• **Article**:
L’Avent - Jean-Michel Castaing
En cette période de l’Avent, les chrétiens cheminent en compagnie de Jean-Baptiste, le Précurseur. Avec lui, nous attendons la venue de Celui qui doit venir. À cette occasion, il m’a paru opportun de méditer sur un propos de celui qui était la « voix qui crie dans le désert », tel qu’il se définit lui-même, en référence à une prophétie d’Isaïe.
Parmi toutes les paroles du Baptiste, il en est une qui a attiré plus particulièrement mon attention à cause de son caractère énigmatique. D’ailleurs, les évangiles synoptiques n’en font pas mention. Le quatrième Évangile est le seul en effet à rapporter cette parole du Précurseur : « Au milieu de vous se tient quelqu’un que vous ne connaissez pas. » (Jn 1,26). Propos puissant, mais aussi très mystérieux !

• **Consigne**:
D’après l’article sur l’Avent, quel évangile est le seul à rapporter la parole « Au milieu de vous se tient quelqu’un que vous ne connaissez pas » ?

• **Matériel**:
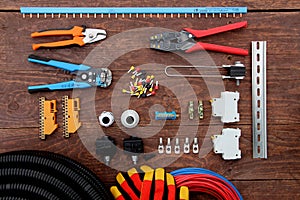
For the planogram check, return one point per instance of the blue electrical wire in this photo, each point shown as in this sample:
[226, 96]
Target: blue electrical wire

• **Bonne réponse**:
Le quatrième Évangile (Jn 1,26).